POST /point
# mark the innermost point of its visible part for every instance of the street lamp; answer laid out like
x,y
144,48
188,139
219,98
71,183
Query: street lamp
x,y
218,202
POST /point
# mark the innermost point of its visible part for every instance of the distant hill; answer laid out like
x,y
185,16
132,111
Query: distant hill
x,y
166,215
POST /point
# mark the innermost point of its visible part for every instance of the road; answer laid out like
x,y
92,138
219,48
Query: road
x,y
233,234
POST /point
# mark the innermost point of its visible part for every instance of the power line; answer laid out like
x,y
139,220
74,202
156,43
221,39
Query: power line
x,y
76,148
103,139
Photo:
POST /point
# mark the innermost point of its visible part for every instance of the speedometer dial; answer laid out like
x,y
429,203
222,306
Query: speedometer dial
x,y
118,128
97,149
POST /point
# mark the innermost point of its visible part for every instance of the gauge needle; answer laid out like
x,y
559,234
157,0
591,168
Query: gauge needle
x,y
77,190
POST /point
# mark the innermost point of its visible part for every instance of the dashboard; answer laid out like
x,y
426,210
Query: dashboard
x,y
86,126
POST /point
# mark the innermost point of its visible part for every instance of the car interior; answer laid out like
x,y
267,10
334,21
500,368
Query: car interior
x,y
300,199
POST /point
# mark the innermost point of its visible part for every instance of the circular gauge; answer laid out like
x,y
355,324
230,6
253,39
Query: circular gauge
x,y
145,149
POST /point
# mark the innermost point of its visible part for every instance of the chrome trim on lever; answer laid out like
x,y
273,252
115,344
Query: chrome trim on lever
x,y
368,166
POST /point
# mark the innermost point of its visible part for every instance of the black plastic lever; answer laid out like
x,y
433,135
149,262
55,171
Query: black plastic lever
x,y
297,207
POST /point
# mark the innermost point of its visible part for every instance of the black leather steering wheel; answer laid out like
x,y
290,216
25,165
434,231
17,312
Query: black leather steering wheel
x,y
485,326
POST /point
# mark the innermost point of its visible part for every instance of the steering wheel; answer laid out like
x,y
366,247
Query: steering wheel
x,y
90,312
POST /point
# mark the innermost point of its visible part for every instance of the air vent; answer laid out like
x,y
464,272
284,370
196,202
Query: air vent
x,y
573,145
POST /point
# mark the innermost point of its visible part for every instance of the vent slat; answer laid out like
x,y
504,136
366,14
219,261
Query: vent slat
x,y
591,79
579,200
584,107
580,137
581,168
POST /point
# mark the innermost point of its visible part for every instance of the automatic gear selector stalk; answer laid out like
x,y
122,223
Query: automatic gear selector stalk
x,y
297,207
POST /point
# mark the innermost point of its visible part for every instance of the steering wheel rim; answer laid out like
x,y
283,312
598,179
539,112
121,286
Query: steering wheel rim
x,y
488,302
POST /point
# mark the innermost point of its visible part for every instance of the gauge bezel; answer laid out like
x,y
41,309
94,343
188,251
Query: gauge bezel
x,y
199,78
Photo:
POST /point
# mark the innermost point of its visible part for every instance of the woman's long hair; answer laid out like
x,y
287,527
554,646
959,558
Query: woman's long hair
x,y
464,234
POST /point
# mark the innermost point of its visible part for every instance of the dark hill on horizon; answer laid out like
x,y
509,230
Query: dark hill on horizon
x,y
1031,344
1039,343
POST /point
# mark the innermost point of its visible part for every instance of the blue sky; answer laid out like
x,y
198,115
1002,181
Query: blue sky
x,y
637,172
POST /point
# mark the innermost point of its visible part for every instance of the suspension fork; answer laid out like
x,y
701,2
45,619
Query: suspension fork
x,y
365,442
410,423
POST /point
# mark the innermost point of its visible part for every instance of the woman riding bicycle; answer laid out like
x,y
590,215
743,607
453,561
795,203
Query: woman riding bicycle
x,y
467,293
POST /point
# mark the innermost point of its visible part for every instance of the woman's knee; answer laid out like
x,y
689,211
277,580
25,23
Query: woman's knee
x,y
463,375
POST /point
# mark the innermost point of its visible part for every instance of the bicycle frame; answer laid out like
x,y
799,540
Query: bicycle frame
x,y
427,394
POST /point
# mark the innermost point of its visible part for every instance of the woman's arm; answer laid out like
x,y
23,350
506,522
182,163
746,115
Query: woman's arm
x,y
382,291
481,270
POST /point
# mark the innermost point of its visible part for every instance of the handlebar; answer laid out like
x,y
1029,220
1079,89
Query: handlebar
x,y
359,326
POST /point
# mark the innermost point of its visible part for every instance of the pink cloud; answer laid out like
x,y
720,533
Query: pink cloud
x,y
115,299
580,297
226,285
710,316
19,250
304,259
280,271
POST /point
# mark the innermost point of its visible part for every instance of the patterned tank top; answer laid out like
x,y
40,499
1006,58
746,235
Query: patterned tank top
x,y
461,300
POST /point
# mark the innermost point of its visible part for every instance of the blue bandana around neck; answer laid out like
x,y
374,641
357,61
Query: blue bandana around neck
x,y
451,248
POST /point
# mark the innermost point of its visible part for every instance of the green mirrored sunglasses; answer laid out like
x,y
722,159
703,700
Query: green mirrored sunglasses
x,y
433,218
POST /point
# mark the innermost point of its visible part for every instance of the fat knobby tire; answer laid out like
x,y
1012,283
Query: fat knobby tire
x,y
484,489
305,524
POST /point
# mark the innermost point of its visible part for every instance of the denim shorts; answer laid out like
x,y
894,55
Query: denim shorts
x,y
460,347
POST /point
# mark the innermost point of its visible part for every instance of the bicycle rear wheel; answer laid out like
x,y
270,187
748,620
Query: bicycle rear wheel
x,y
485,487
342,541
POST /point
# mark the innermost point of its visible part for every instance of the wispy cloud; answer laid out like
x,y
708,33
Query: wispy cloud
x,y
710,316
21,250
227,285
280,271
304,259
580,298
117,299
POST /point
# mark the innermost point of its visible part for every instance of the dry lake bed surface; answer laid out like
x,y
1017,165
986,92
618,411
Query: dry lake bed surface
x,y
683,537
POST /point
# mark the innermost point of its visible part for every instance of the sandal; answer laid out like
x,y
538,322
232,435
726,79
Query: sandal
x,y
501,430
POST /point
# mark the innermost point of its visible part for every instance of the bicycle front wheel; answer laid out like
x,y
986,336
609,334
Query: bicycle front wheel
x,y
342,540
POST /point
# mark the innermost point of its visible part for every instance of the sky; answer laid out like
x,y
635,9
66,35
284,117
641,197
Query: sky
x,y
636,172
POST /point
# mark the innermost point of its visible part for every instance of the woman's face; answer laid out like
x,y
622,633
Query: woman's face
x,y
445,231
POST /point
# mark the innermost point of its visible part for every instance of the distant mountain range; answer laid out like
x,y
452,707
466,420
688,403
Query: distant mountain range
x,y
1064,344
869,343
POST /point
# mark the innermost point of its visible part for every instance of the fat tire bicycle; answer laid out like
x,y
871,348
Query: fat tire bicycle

◇ ◇ ◇ ◇

Stated exercise: Your task is to give the records above again, exactly.

Worked answer:
POST /point
# mark the innermost point of its visible part for every instance of the street lamp; answer laid out like
x,y
144,48
188,139
219,98
71,183
Query: street lamp
x,y
218,202
POST /point
# mark the innermost point of its visible part for every instance of the distant hill; answer laid out like
x,y
185,16
132,111
Query: distant hill
x,y
166,215
POST /point
# mark the innermost point of its visible part for every instance of the road; answer laid out like
x,y
92,138
219,48
Query: road
x,y
233,234
POST /point
# mark the innermost point of its visible part for every instance of the power line; answer laid out like
x,y
139,220
74,202
156,43
221,39
Query: power line
x,y
76,148
103,139
Photo:
POST /point
# mark the innermost point of its visible part for every instance of the speedometer dial; answer laid out like
x,y
429,203
222,306
Query: speedometer dial
x,y
118,128
97,149
POST /point
# mark the innermost point of its visible part for every instance of the gauge needle; answer laid out like
x,y
559,234
157,0
591,168
Query: gauge needle
x,y
77,190
POST /point
# mark the innermost point of its visible part for every instance of the dashboard; answer laid out like
x,y
426,210
Query: dashboard
x,y
86,126
POST /point
# mark the innermost point of its visible part for every instance of the car interior; answer laid out like
x,y
267,10
334,21
500,368
Query: car interior
x,y
300,199
POST /point
# mark the innermost point of its visible part for every instance of the circular gauge; answer laid out like
x,y
355,324
230,6
253,39
Query: circular gauge
x,y
145,149
POST /point
# mark the innermost point of its visible part for every instance of the chrome trim on lever; answer laid out like
x,y
273,252
115,344
Query: chrome trim on lever
x,y
368,166
POST /point
# mark the innermost point of its visible part for every instance of the black plastic lever; answer laid out like
x,y
433,135
149,262
55,171
Query: black plastic lever
x,y
297,207
POST /point
# mark the innermost point of its visible part for every instance of the black leather steering wheel; answer laid out like
x,y
290,216
25,165
434,231
17,312
Query: black leather steering wheel
x,y
485,326
POST /point
# mark the innermost point of its visible part for every instance of the steering wheel; answer laid out like
x,y
366,247
Query: steering wheel
x,y
90,312
POST /point
# mark the innermost point of its visible part for every instance of the air vent; answer laid out like
x,y
464,272
284,370
196,202
Query: air vent
x,y
573,145
POST /point
# mark the innermost point of its visible part for every instance of the vent slat; answer laid out like
x,y
504,136
366,14
219,261
Query: vent slat
x,y
591,79
579,200
584,107
580,137
581,168
POST /point
# mark the innermost point of its visible part for every instance of the automatic gear selector stalk; answer laid out like
x,y
122,223
Query: automatic gear selector stalk
x,y
297,207
POST /point
# mark the innermost point of its visible part for every instance of the steering wheel rim; answer laid out like
x,y
283,312
598,179
539,112
121,286
Query: steering wheel rim
x,y
488,302
POST /point
# mark the innermost point of its visible part for every instance of the gauge bezel; answer laid out like
x,y
41,309
94,343
188,251
Query: gauge bezel
x,y
199,78
Photo:
POST /point
# mark the innermost point of its visible part for every instance of the woman's long hair; answer laid out like
x,y
287,527
554,646
959,558
Query: woman's long hair
x,y
464,234
POST /point
# mark the innermost point of its visible part for every instance of the dark hill on horizon; answer laid out like
x,y
509,230
Query: dark hill on horizon
x,y
1031,344
1039,343
POST /point
# mark the innermost point of its visible part for every instance of the blue sky; answer laid out like
x,y
198,115
1002,181
Query: blue sky
x,y
637,172
POST /point
# mark the innermost point of its visible part for every instance of the suspension fork; answer laid out like
x,y
701,2
45,619
Query: suspension fork
x,y
365,442
410,423
POST /point
# mark the innermost point of its visible part for every instance of the woman riding bicycle; answer laid out like
x,y
590,215
743,607
453,561
795,203
Query: woman riding bicycle
x,y
467,293
POST /point
# mark the innermost point of its visible part for every instance of the woman's knee; answer laid out like
x,y
689,211
277,580
25,23
Query: woman's knee
x,y
463,375
POST /point
# mark the innermost point of its visible part for every instance of the bicycle frame; answer laid out like
x,y
799,540
Query: bicycle frame
x,y
427,394
POST /point
# mark the innermost point of its visible part for every instance of the woman's arm; answer laid out like
x,y
23,350
506,522
182,163
746,115
Query: woman's arm
x,y
382,291
481,270
POST /point
# mark the innermost point of its visible part for every instance of the handlebar; answer laid out like
x,y
1029,220
1079,89
Query: handlebar
x,y
359,326
POST /point
# mark the innermost point of its visible part for every instance of the pink cloud; answer laid out like
x,y
720,533
Query: pink cloud
x,y
115,299
580,297
226,285
710,316
19,250
304,259
280,271
POST /point
# mark the innermost point of its visible part for every instance of the patterned tank top; answer laid out like
x,y
40,499
1006,58
746,235
Query: patterned tank top
x,y
461,300
POST /point
# mark the innermost point of its visible part for every instance of the blue bandana around neck; answer laid out like
x,y
374,641
357,61
Query: blue bandana around neck
x,y
451,248
POST /point
# mark the innermost point of its visible part for every instance of the green mirrored sunglasses; answer laid out like
x,y
722,159
703,700
Query: green mirrored sunglasses
x,y
433,218
POST /point
# mark the innermost point of its visible part for every instance of the fat knobby tire; answer laid out like
x,y
1012,283
Query: fat knobby tire
x,y
484,489
305,524
POST /point
# mark the innermost point of its visible part for every instance of the denim shorts; answer laid out like
x,y
894,55
Query: denim shorts
x,y
460,347
POST /point
# mark the innermost point of its visible part for every instance of the bicycle rear wheel; answer laid out like
x,y
270,187
748,620
Query: bicycle rear wheel
x,y
485,487
342,541
POST /point
# mark the innermost point of its visible part for every instance of the wispy cloud; answer laid out like
x,y
708,33
Query: wispy cloud
x,y
710,316
21,250
227,285
280,271
304,259
580,298
117,299
POST /point
# mark the innermost point of its visible part for every instance of the dry lake bed surface; answer laid out like
x,y
1017,165
986,92
618,411
Query: dry lake bed surface
x,y
683,537
POST /point
# mark the innermost point of its visible part for every instance of the sandal; answer laid out like
x,y
538,322
232,435
726,79
Query: sandal
x,y
501,430
POST /point
# mark the innermost point of its visible part for every instance of the bicycle front wheel; answer laid out like
x,y
986,336
609,334
Query: bicycle front wheel
x,y
342,540
POST /point
# mark the innermost point of its visible part for every instance of the sky; answer laid out like
x,y
635,9
66,35
284,117
641,197
Query: sky
x,y
636,172
POST /point
# mark the innermost point of its visible part for every instance of the woman's face; answer laid out like
x,y
622,633
Query: woman's face
x,y
445,231
POST /point
# mark the innermost point of its visible part for every instance of the distant mountain range; answer laid out like
x,y
452,707
466,420
688,403
Query: distant mountain range
x,y
1064,344
869,343
POST /point
# mark the innermost point of its visible part for every instance of the fat tire bicycle; answer laid out like
x,y
871,348
Query: fat tire bicycle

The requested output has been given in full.